• [GOAL OF THE EXERCISE] What you give back should match the listing word for word.

• [GIVEN DATA]

"""

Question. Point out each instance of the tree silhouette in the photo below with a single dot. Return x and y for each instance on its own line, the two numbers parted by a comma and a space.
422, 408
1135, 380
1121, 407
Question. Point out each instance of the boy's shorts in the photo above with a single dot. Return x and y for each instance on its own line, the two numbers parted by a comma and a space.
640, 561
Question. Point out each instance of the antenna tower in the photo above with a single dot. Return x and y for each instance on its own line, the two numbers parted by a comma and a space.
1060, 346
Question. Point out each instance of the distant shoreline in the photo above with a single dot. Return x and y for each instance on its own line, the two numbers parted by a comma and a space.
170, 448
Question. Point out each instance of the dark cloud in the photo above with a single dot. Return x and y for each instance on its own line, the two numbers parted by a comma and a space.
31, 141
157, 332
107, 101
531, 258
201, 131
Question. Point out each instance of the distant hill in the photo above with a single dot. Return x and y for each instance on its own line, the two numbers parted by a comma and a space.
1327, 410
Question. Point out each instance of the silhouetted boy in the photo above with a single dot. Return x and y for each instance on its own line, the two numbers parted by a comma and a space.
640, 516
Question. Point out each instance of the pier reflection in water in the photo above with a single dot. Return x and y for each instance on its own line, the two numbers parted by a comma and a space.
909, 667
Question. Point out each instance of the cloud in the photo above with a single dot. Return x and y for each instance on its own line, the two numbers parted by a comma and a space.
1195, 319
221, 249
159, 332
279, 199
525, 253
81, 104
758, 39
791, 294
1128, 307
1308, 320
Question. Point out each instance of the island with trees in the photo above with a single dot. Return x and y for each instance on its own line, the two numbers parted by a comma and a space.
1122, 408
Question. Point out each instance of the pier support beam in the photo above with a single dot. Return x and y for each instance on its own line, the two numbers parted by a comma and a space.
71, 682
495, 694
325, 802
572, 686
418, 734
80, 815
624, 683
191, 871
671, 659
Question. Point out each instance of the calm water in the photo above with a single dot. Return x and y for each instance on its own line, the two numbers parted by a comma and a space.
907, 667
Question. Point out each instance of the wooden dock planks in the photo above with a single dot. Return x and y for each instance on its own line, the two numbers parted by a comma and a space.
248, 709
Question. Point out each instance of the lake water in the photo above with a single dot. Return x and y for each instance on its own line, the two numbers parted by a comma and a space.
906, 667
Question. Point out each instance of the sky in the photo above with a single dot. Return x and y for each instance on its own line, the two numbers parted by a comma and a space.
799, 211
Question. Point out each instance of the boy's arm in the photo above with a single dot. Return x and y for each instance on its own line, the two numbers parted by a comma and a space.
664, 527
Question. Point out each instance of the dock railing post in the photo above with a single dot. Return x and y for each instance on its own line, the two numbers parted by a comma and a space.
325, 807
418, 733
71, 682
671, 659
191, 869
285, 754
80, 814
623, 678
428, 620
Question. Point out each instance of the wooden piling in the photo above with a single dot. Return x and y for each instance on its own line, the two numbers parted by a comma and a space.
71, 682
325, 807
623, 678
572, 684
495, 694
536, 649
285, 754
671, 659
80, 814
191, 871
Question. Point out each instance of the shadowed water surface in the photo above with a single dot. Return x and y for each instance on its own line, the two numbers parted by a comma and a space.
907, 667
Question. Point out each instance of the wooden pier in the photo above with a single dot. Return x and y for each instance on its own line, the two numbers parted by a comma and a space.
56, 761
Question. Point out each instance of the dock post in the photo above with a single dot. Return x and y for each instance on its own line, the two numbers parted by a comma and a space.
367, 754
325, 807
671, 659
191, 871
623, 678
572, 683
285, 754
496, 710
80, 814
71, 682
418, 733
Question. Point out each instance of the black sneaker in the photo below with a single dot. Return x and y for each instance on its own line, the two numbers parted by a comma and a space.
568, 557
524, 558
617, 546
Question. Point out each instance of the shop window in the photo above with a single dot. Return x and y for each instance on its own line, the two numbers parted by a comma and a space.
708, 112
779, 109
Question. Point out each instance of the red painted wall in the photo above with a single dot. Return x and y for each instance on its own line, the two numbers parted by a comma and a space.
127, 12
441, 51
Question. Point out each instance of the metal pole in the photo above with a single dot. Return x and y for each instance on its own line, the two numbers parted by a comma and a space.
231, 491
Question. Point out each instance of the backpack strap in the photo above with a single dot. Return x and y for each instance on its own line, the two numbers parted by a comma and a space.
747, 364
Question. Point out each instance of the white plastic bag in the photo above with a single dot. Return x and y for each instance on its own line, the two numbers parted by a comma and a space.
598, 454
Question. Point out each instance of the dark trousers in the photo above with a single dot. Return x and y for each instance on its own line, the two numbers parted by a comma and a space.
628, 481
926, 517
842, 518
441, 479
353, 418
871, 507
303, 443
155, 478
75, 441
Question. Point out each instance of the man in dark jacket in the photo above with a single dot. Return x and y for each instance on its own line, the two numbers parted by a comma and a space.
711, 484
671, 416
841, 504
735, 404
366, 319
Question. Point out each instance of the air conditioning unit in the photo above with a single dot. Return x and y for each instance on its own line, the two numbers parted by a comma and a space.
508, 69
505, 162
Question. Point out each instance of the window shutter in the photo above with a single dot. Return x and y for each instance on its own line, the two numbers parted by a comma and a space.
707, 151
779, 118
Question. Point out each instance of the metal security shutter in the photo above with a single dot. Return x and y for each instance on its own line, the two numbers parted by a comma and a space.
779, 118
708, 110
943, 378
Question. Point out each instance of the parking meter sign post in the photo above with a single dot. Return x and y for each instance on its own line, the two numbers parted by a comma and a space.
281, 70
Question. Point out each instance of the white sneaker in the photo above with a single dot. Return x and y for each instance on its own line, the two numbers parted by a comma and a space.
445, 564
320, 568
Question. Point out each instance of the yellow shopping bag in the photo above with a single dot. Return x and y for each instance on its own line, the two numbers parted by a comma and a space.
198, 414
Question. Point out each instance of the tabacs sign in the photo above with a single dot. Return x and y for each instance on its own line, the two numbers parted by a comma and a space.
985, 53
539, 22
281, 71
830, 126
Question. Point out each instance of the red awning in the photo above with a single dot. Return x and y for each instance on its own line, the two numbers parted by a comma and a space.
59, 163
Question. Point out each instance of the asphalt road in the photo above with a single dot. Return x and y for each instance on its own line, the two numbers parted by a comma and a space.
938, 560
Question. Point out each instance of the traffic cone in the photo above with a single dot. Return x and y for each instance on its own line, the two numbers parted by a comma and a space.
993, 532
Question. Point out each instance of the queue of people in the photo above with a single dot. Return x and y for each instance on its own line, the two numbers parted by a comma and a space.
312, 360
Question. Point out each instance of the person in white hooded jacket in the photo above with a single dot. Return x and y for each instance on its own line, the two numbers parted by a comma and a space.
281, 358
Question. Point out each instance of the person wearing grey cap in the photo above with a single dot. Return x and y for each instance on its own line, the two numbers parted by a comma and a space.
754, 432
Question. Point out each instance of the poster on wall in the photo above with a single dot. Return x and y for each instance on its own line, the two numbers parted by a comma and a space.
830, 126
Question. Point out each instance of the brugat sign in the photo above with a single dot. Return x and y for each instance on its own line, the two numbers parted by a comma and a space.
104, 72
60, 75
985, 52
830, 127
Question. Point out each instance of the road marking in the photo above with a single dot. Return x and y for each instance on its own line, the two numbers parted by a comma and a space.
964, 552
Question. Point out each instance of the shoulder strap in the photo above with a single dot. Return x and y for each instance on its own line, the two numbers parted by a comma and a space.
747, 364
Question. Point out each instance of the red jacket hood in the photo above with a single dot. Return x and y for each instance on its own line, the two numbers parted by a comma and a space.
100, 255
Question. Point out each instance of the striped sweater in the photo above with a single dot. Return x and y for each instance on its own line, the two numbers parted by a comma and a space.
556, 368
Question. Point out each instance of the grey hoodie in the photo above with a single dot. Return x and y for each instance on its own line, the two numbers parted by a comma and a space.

"""

• [REPLY TO THE TASK]
Question. Point out each instance of the tree silhouette in the photo below with a single dot. Return x and y for each instance on its own line, the two numbers parted by a comma and a space.
422, 408
1135, 380
1121, 407
Question. Point out each instance of the boy's shorts in the photo above with a single dot. Return x and y for each instance on its own line, the two numbers parted by a comma and a space.
640, 561
Question. Point out each instance of the antenna tower in the photo above with a single dot. Return x and y for each instance on its own line, the two numbers parted by a comma and a space.
1060, 346
Question. Point out each instance of the distant shoreline in the photo above with a single dot. Return x and y for each instance on its own line, the two numbers parted by a comma and a space.
170, 448
Question. Point out each instance of the dark cloud in the photo above with a single dot. Return x and y for each instance on its own line, the two numbers parted by a comma and a space.
31, 141
157, 332
107, 101
531, 258
201, 131
Question. Point out each instance of the distant hill in the photo above with a single dot. Return x and y for each instance on its own line, the two numbers parted by a comma and a space.
1327, 410
Question. Point out each instance of the silhouetted boy in the photo above with a single dot. Return x and y for each instance on its own line, the two numbers parted by a comma and a space.
640, 516
Question. Point out each instance of the pier reflection in water in the photo above with a single dot. Return x and y for each instance on its own line, the two numbers parted by a comma and a space.
909, 667
Question. Point out each instance of the cloud in the photo above with a single dot. Return x and y for each instance on its own line, the two numbers parted by a comma and a space.
1195, 319
221, 249
159, 332
279, 199
525, 253
81, 104
758, 39
791, 294
1128, 307
1308, 320
Question. Point out each instance of the island with trees in the photo above with a single dot. Return x and y for each instance on its own line, the two numbers parted by a comma and a space.
1122, 408
Question. Point out each instance of the pier support beam in the photo above with a single dot. Return x and y for each instance on its own line, the two numbers parted by a comma and a space.
71, 682
495, 694
325, 802
572, 686
418, 734
80, 815
624, 683
191, 871
671, 659
Question. Point out each instance of the calm water in the photo above with a single dot. Return x and y for each instance on its own line, the two numbers parted by a comma and a space.
907, 667
Question. Point out each instance of the wooden dock planks in the photo above with a single dot. Return x and y for each instance on its own line, the two numbers parted by a comma and a space.
248, 709
Question. Point out each instance of the lake water in the photo above with a single dot. Return x and y for each instance on its own line, the two numbers parted by a comma and a space.
906, 667
Question. Point out each instance of the sky in the photo above with a single dot. Return x and y for each instance on its own line, the two numbers parted by a comma and a space.
799, 211
Question. Point out each instance of the boy's arm in the photo above with a single dot. Return x and y for each instance on its own line, the two numbers parted by a comma and a space.
664, 527
Question. Point out each instance of the dock railing post in the photo above with a single dot. Return x and y for each instance on its own line, the two numbers parted by a comma and a space.
325, 807
418, 733
71, 682
671, 659
191, 869
285, 754
80, 814
623, 678
428, 620
Question. Point out each instance of the wooden piling in the photo above with a single dot. Return x and y for each instance on its own line, the two numbers parted by a comma and a space.
71, 682
325, 807
623, 678
572, 684
495, 694
536, 649
285, 754
671, 659
80, 814
191, 871
Question. Point out each instance of the shadowed water surface in the photo above with a single dot. Return x and y for each instance on its own line, the two numbers parted by a comma and a space.
907, 667
Question. Point out each instance of the wooden pier in the photo above with a single dot. Return x and y for each instance on its own line, the two numbers parted by a comma and a space.
56, 761
Question. Point out each instance of the dock post in the photo above with a single dot. Return x and y for each instance on its own line, the two numbers parted by a comma and a space.
367, 754
325, 807
671, 659
191, 871
623, 678
572, 683
285, 754
496, 710
80, 814
71, 682
418, 733
Question. Point out each instance of the black sneaker in the photo below with a single dot. Return x and y for each instance on its own line, the two numbers parted by a comma and a space.
568, 557
524, 558
617, 546
Question. Point out each instance of the shop window in the photo above with a single dot. Return x and y for each instance on its own line, the two numbers parted by a comma and a space.
708, 112
779, 109
Question. Point out each instance of the red painted wall in the photo above with a single dot. Return x and y for each instance on its own line, the two numbers parted by a comma and a space.
127, 12
441, 51
Question. Point out each instance of the metal pole in the photo above with a single dot. Return x and y for each instance on its own line, the two numbers parted by a comma and a space.
231, 491
Question. Point out each instance of the backpack strap in the photo above with a single dot. Return x and y for each instance on its own line, the two numbers parted by a comma and a space.
747, 364
Question. Point out each instance of the white plastic bag in the photo above with a single dot. Return x and y for each instance on its own line, the two numbers parted by a comma and a space.
598, 454
Question. Point out each instance of the dark trousers in the photo above with a single dot. Return x and y for each instance on its own line, the two numbers parted by a comma and a space.
628, 481
926, 517
842, 518
441, 479
353, 418
871, 507
303, 443
155, 478
75, 441
Question. Point out each instance of the man in dark jacket in the photo above with a single dot. Return x and y for each instance on its own line, the two numbers parted by a comma and a space.
711, 484
671, 416
841, 504
735, 404
366, 319
Question. Point out each instance of the air conditioning unit in the photo above with a single dot. Return x and y for each instance on its own line, the two numbers parted by a comma and a space.
508, 69
505, 162
Question. Point out each instance of the window shutter in the photo above with a single dot. Return x and y for each instance on its own line, the two numbers parted by a comma and a space.
707, 151
779, 118
Question. Point out each instance of the metal security shutter in the photo above with a single dot. Return x and y for each instance on its own line, the two numbers parted by a comma and a space.
779, 118
708, 110
943, 378
Question. Point out each instance of the parking meter sign post in the photo above with a single dot. Return x and y for each instance on its own line, the two numbers parted by a comma and a space.
281, 70
Question. Point out each instance of the white sneaker in the photo above with a single dot. Return x and y for each instance on its own line, the two numbers parted by a comma and a space.
445, 564
320, 568
Question. Point out each instance of the yellow shopping bag in the photo above with a single dot. Return x and y for each instance on its own line, the two numbers parted by a comma and a space.
198, 414
Question. Point out each instance of the tabacs sign in the photo above with a single dot. Return x and y for each instance on its own line, the two numbers parted by a comma and a space.
985, 53
539, 22
281, 71
830, 126
Question. Point out each instance of the red awning in the photo above with a single dot. Return x and y for each instance on its own line, the two numbers parted by a comma and a space.
59, 163
Question. Point out each instance of the asphalt road in the photo above with a single dot. Return x and y for each instance on its own line, the two numbers parted by a comma and a space.
938, 560
Question. Point out each instance of the traffic cone in the photo above with a single dot. Return x and y for each instance on its own line, the two numbers parted by a comma and a space.
993, 532
Question. Point out each instance of the queue of people in the photo above with a single dot. Return x and y for each instance on its own line, the two numbers parted by a comma and a space.
312, 360
Question. Point out each instance of the person in white hooded jacket in the photo above with a single dot. Return x and y for each instance on its own line, the two numbers parted by a comma and a space.
281, 358
Question. Point out each instance of the person wearing grey cap in the photo above with a single dot. Return x and y for each instance on its own line, the two numbers parted by a comma and a space.
754, 432
Question. Point out each instance of the poster on wall in the photo above with a single dot. Return x and y for each instance on its own line, the two numbers parted by a comma and a space.
830, 126
Question. Point out each instance of the brugat sign in the photo above with a single dot. Return x and y for each instance on its own line, the two numbers parted by a comma and a space.
104, 72
60, 75
985, 52
830, 127
Question. Point out each instance of the road marking in the photo above with a single dot. Return x and y for each instance on its own line, the two numbers parted by a comma and a space.
964, 552
Question. Point out each instance of the shoulder strap in the photo above with a single dot. Return x and y for each instance on its own line, the two numbers parted by a comma and a space.
747, 364
Question. Point out each instance of the red jacket hood in the photo above with a single dot. Return x and y for each instance on its own line, the two numbers parted by a comma and a space.
100, 255
Question. Point out each instance of the striped sweater in the photo above with a single dot. Return x and y for each instance on its own line, the two numbers parted by a comma and a space.
556, 368
Question. Point out each instance of the grey hoodie in the photo above with a single dot. Return x and y for each instance on its own line, the two numbers parted by a comma and a space.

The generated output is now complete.